“On Saturday afternoon, Adelaide and much of southern South Australia endured one of the strongest thunderstorms in recent memory,” reported Weatherzone.
The storms contributed to the trip of the Tailem Bend – South East 275kV #1 and #2 lines which led to the islanding of SA, and sent many electricity poles and lines down around the state leaving more than 80,000 without power. We reviewed the the sequence of events immediately around the trip on WattClarity.
In this article we explore the impacts on wind power generation as the storms passed through, in the leadup to the transmission line trip at 16:39 (NEM time, reflected in the market by the 16:45 interval).
Surely, one would think, with this extraordinary weather, the wind turbines would be turning extra hard.
Despite the impressive storm activity, however, wind power output was hit-and-miss, and in aggregate, wind output was maintained at a fairly stable level. From some viewpoints, Saturday started out largely as just another day on the grid for the typical SA wind farm, dealing with the usual network constraints, scheduled outages and wind variability.

### Data excerpted from a collection

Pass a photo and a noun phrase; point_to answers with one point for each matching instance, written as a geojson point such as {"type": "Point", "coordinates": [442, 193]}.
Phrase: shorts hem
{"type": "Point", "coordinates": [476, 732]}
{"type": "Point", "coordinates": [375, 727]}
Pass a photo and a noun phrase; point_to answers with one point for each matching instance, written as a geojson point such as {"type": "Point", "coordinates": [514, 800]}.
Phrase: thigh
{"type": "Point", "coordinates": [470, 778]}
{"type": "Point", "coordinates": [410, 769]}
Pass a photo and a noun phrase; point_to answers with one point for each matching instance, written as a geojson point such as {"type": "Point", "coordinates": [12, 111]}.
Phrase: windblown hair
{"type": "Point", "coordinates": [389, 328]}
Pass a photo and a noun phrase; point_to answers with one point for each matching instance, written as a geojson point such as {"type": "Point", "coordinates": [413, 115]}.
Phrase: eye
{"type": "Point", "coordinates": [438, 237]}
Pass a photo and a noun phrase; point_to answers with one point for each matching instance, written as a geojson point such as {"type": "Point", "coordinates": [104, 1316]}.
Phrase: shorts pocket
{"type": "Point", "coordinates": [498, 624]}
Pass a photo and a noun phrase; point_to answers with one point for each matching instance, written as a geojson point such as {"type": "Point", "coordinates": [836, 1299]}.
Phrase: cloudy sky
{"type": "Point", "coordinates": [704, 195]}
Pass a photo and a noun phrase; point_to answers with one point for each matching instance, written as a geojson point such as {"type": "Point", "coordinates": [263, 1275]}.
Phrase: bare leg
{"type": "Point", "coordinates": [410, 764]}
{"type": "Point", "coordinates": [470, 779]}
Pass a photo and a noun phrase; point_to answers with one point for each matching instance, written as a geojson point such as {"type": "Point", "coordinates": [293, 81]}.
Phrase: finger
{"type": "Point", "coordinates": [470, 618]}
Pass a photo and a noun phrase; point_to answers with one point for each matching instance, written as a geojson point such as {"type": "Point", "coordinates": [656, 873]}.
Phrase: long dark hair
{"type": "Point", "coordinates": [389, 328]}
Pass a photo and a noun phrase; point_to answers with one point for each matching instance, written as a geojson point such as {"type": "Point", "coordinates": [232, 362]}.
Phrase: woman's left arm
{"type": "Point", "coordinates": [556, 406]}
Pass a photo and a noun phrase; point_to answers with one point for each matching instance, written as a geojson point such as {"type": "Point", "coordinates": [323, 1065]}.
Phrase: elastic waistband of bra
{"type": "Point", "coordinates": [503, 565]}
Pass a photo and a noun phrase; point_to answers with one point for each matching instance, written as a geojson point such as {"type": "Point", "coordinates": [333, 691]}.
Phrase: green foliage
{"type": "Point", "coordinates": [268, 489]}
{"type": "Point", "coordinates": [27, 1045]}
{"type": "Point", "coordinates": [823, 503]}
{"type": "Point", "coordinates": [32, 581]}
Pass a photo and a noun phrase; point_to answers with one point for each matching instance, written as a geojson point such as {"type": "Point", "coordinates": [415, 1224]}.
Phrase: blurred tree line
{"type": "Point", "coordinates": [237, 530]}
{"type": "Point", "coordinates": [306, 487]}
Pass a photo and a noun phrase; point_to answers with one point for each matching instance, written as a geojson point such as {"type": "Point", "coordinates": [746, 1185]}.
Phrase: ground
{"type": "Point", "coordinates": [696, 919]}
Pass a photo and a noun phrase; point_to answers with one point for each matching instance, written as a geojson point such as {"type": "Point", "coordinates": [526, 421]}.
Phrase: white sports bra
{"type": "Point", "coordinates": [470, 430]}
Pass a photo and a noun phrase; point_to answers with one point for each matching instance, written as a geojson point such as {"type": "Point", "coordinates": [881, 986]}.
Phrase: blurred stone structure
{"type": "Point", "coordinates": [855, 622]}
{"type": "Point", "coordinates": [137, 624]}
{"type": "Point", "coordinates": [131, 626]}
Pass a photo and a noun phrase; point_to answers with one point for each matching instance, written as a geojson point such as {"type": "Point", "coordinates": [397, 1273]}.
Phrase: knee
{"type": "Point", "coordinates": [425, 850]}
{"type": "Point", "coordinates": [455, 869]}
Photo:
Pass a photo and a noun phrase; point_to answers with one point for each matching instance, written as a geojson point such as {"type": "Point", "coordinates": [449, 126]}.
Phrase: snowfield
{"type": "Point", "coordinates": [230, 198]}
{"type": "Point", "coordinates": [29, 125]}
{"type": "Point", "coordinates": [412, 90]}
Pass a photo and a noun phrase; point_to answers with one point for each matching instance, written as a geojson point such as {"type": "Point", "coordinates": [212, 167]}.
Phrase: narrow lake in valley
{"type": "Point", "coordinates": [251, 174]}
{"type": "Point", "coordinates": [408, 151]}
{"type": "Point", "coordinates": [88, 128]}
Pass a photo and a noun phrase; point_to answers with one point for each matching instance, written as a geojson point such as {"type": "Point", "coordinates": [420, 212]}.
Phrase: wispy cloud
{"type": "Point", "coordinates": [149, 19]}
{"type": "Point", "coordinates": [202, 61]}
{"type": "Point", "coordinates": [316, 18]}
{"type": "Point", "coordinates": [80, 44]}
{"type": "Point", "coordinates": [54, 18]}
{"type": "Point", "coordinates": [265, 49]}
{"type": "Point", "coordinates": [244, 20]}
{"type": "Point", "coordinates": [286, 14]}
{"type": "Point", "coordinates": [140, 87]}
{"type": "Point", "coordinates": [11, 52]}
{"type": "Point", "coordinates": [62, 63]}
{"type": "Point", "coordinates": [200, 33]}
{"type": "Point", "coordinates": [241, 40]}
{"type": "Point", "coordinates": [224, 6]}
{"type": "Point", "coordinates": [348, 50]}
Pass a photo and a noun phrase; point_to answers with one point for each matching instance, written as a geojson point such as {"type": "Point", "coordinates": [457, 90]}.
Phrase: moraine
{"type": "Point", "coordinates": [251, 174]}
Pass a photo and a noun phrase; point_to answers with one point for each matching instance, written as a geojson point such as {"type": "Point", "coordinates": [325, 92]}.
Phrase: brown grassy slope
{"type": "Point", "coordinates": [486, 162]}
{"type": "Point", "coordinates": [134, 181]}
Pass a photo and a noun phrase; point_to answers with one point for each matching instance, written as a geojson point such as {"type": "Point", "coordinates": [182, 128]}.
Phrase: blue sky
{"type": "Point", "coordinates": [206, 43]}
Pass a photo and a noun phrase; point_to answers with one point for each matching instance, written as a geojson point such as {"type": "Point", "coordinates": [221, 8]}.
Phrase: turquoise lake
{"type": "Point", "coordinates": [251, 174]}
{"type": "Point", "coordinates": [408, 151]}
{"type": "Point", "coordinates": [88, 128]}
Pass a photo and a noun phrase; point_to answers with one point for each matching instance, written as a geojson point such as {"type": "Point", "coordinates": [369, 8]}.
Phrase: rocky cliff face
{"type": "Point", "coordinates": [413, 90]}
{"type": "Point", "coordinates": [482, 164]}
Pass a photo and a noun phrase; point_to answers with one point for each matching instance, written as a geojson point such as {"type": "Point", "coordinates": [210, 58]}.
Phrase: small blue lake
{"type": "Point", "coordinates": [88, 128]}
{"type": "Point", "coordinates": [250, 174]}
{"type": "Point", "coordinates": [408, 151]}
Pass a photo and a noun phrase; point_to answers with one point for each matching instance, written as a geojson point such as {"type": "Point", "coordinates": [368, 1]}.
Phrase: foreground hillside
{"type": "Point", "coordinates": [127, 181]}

### Tasks for this exercise
1. In the storm article, at what time did the transmission line trip?
2. List the usual things that the storm article says a typical SA wind farm was dealing with on Saturday.

### Answers below
1. 16:39 NEM time, shown in the market by the 16:45 interval.

2. Network constraints, scheduled outages, and wind variability.